Chairman Schapiro was appointed by President Obama at the beginning of his first term, taking over the reigns of the Commission at a low point in its history. Prior to Schapiro’s appointment, the SEC had sustained significant criticism for being impotent both in the run-up to and during the financial crisis of 2008. It’s most publicly embarrassing legacy was the failure to discover Bernard Madoff’s multi-billion dollar Ponzi scheme, despite receiving specific tips regarding the scheme for several years prior to Madoff turning himself in at the end of 2008.
Chairman Schapiro led the Commission through a period of significant change, including a marked increase in enforcement actions, investment in the upgrading of the SEC’s market intelligence capabilities, and implementation of rules for the SEC Whistleblower Program as mandated by Dodd-Frank. According to the release announcing Schapiro’s resignation, “In each of the past two years, the agency has brought more enforcement actions than ever before, including 735 enforcement actions in fiscal year 2011 and 734 actions in FY 2012.”
------------------------------------------------------------
→ **GOAL**
Write the next part of the text about Chairman Schapiro's time leading the SEC, starting after its last sentence. The records have no connection to the text.

→ **GIVEN RECORDS**
------------------------------------------------------------
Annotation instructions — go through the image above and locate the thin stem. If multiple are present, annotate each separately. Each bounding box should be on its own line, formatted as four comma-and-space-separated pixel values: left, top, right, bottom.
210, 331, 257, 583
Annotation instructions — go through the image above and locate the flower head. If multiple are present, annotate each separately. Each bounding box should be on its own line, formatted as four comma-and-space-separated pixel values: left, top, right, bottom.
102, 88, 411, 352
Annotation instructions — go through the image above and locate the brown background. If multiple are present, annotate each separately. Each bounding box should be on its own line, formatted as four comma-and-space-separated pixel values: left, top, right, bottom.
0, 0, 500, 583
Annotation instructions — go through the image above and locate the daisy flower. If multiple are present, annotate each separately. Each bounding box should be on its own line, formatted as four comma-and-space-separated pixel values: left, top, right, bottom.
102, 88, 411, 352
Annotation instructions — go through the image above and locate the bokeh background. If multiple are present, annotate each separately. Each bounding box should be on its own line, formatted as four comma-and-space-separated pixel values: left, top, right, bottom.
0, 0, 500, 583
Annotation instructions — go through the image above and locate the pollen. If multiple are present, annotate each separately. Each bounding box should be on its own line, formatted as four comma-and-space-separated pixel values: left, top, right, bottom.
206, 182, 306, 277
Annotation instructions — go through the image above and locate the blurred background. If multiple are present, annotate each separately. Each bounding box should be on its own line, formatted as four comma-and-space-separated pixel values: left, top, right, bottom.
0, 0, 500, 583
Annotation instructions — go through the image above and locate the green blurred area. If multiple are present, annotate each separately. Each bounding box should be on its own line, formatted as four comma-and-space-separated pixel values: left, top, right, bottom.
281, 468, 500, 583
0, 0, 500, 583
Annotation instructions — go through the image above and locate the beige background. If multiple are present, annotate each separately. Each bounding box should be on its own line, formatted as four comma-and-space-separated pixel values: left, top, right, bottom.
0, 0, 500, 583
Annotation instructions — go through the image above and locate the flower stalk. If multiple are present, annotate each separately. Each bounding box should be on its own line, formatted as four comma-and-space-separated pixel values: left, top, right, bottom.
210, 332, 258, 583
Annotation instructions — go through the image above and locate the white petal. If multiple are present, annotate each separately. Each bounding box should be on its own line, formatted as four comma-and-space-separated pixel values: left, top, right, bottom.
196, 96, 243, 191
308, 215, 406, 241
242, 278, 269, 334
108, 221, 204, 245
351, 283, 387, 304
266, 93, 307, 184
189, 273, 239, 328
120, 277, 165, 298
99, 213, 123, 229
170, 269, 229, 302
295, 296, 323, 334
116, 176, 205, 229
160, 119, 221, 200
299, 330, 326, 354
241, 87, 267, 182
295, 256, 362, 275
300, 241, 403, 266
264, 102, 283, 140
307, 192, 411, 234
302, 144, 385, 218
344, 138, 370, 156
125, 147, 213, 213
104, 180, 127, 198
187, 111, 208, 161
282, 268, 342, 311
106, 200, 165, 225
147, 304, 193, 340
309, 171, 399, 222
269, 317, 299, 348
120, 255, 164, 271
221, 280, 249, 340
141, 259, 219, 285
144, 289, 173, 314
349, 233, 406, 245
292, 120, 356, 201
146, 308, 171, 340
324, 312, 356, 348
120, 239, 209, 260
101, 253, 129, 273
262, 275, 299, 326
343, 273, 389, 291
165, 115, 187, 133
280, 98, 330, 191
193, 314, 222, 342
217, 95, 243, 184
------------------------------------------------------------
→ **SOLVED EXERCISE**
According to several news outlets, the favorite to replace Chairman Schapiro is Mary J. Miller, currently serving as an under secretary in the Treasury Department. Miller was reported to have played a significant role in support of Secretary Geithner in the debt ceiling debates in 2011.
A dark-horse candidate is Neil Barofsky, the former special inspector general for the Troubled Assets Relief Program (TARP), and a former federal prosecutor. He ruffled some feathers with his outspoken criticism of Secretary Geithner and others regarding how TARP was executed. He detailed many of these concerns in his book, Bailout: An inside Account of How Washington Abandoned Mainstreet While Rescuing Wall Street. It is not believed that anyone within the administration has floated Barofsky’s name as a candidate, though a strong argument in his favor was made by Professor Simon Johnson in the Economix Blog of the New York Times, on November 22. Here is a link to his post: http://economix.blogs.nytimes.com/2012/11/22/mary-miller-vs-neil-barofsky-for-the-s-e-c/.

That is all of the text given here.